● Entries shown:

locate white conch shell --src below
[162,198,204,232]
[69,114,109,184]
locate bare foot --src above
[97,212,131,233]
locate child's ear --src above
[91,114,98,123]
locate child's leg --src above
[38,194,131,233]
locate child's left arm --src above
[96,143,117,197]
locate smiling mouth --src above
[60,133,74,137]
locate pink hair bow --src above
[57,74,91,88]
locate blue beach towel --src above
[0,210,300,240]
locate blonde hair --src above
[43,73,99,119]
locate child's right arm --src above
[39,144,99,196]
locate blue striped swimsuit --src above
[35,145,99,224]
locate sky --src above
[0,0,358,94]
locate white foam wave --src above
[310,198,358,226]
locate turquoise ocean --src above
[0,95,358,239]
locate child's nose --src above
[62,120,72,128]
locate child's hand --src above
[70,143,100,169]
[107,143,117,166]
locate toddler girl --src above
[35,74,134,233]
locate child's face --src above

● Brief: Reproduce all the records above, changing every "child's" to "girl's" and leaving everything else unchanged.

● Output of the task:
locate white conch shell --src below
[162,198,204,232]
[69,114,109,184]
locate bare foot --src above
[97,212,131,233]
locate girl's ear --src above
[91,114,98,123]
locate girl's leg --src above
[38,194,131,233]
locate girl's left arm --src above
[96,143,117,197]
locate smiling mouth --src above
[60,133,74,137]
locate pink hair bow --src above
[57,74,91,88]
locate blue beach towel --src above
[0,210,300,240]
locate blonde hair --src above
[43,73,99,119]
locate girl's right arm --src above
[39,144,99,196]
locate blue striped swimsuit --src above
[35,145,99,224]
locate sky --src above
[0,0,358,94]
locate white foam wave --src above
[310,198,358,226]
locate turquoise ocean --src above
[0,95,358,239]
locate girl's nose --src above
[62,120,72,128]
locate girl's hand --src above
[70,143,100,169]
[107,143,117,166]
locate toddler girl --src above
[35,74,134,233]
locate girl's face --src above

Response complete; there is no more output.